=== WHAT THE TASK REQUIRES ===
From the passage on cutting monthly bills below, reproduce word for word the stretch that opens with the words containing "Here's the process, category" and closes with "renters, life, pet)".

┌─ DOCUMENT PASSAGE

The $300/month figure isn't a guarantee — it's what many households find when they actually look. Some find more. Some find less. But very few people who go through this exercise find nothing, because the forces that increase your bills work automatically and silently, while the forces that reduce them require you to make a phone call.

Here's the process, category by category.

Step 1: Find What You're Actually Paying (30 Minutes)

Before you can cut anything, you need to know what you have. Pull up three months of bank and credit card statements and make a list of every recurring charge. Include:

  • Streaming services (Netflix, Hulu, Disney+, HBO Max, Peacock, Paramount+, Apple TV+, Spotify, etc.)
  • Software subscriptions (Adobe, Microsoft 365, cloud storage, VPNs, password managers)
  • Gym memberships
  • Insurance premiums (auto, home, renters, life, pet)

└─
┌─ SUPPLIED ENTRIES

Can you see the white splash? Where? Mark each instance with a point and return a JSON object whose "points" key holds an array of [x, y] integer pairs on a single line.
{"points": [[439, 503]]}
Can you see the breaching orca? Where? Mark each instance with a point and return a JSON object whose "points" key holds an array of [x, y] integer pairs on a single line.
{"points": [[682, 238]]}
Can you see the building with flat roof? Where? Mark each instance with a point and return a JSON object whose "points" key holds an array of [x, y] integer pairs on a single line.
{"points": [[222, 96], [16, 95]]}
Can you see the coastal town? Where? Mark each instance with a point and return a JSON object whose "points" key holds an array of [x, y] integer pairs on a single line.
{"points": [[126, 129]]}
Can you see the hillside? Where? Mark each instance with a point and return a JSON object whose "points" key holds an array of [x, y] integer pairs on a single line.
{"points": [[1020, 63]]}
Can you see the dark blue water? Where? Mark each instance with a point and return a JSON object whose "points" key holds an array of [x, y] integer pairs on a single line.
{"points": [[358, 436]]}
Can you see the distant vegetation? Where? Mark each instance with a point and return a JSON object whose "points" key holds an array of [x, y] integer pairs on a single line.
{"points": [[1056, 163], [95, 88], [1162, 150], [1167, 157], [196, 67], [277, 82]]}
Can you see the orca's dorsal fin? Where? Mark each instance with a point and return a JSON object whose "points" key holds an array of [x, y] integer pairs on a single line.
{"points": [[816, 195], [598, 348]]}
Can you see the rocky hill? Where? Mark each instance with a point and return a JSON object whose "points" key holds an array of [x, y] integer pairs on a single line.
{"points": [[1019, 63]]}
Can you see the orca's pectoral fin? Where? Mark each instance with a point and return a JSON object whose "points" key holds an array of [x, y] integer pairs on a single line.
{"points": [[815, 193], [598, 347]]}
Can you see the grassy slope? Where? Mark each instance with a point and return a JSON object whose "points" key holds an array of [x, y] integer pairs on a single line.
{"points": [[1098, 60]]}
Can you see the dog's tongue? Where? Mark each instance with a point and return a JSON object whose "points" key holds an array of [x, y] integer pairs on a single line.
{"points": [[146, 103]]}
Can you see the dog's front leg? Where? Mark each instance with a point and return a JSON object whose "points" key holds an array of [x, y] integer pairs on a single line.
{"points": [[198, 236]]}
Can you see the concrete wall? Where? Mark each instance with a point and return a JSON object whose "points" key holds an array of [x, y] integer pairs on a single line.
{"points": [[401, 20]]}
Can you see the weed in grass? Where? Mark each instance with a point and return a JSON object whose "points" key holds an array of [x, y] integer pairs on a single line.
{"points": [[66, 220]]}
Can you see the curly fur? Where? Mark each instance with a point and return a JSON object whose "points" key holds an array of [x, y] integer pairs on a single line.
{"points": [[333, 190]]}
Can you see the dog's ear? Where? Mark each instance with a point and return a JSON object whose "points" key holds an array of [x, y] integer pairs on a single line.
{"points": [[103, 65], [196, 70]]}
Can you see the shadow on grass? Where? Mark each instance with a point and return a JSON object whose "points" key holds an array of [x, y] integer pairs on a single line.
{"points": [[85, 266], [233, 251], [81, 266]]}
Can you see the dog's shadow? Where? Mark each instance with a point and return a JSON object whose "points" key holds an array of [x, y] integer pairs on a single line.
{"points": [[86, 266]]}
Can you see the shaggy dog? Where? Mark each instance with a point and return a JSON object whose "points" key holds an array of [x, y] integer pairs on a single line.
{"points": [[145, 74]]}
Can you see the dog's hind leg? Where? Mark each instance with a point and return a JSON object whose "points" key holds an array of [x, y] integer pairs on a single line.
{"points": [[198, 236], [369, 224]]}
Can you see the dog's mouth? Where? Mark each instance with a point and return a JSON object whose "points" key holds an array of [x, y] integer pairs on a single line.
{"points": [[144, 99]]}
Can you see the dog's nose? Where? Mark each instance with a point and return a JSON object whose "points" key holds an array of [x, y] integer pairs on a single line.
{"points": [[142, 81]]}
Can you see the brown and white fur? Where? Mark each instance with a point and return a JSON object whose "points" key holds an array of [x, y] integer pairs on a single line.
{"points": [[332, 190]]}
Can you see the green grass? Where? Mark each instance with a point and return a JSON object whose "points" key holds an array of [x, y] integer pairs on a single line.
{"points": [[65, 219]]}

└─

=== REPLY ===
Here's the process, category by category.

Step 1: Find What You're Actually Paying (30 Minutes)

Before you can cut anything, you need to know what you have. Pull up three months of bank and credit card statements and make a list of every recurring charge. Include:

  • Streaming services (Netflix, Hulu, Disney+, HBO Max, Peacock, Paramount+, Apple TV+, Spotify, etc.)
  • Software subscriptions (Adobe, Microsoft 365, cloud storage, VPNs, password managers)
  • Gym memberships
  • Insurance premiums (auto, home, renters, life, pet)